*Work request*.
Continue the discussion of monitoring two alternators with a shunt and a Hall sensor, starting right after its last sentence.

*Document extract*.
--------------------

This same behavior allows testing the alternators separately at any time the engine is running by switching off their field supplies one at a time and observing: current in scenario (1) or bus voltage in scenario (2).  The shunt in (2) reads system loads regardless of which alternator is doing the work. The Hall in (1) reads zero except when a failure or test occurs. This just means the pilot has to look at a new EFIS channel to see current if the main fails. Â

In Plan (1), either the shunt or the Hall will always read zero. In plan (2), the shunt will always read current from one or the other alternator, but never both - and bus voltage is the indicator of which alternator is doing the work. Â

Not sure a Hall sensor that reads zero in normal operations and only tells me current that the shunt in (2) would show me just as well in a failure scenario is worth buying and wiring in. Â

Current values observed in flight have very
little significance in terms of low risk
conduct of the mission.

--------------------

*Records provided*.

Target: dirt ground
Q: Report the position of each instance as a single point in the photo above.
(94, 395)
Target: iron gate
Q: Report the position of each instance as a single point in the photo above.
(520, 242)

--------------------

*Written answer*.
An artfully conducted FMEA and load analysis
during the construction phase will confirm
(1) adequate energy sources for all phases
of flight and (2) no single failure of
a system component will put the mission
at risk.

In other words, CURRENT values that
present during any phase or failure condition
are already known. The critical operational
parameter is bus voltage wherein one is
notified that the alternator in service IS
or IS NOT supporting the bus at or above
battery discharge voltage.

Hence, active notification of LOW VOLTS
is the single system parameter that drives
decisions between plan-A, plan-B, plan-C,
etc.

If you anticipate two alternators, then
make one of them a standby machine that is
MANUALLY selected at such time the main
alternator is unable to keep the voltage
up. Plan-B is turn OFF main alternator,
turn ON standby alternator. Auto-switching
of the standby alternator adds minimal value
for risk reduction while significantly
adding cost.

BOTH B-leads can share a hall effect
current sensor as illustrated in

http://www.aeroelectric.com/PPS/Adobe_Architecture_Pdfs/Z12NP1.pdf

A single EFIS channel can be utilized
to monitor both alternators . . . but
understand that numbers displayed by this
feature are incidental to the fact that
system voltage IS or IS NOT adequate to
prevent discharging the battery. If the
voltage IS NOT adequate, then go to plan-C.

One sensor is adequate and useful
only during system diagnosis flight
or ground testing.



Bob . . .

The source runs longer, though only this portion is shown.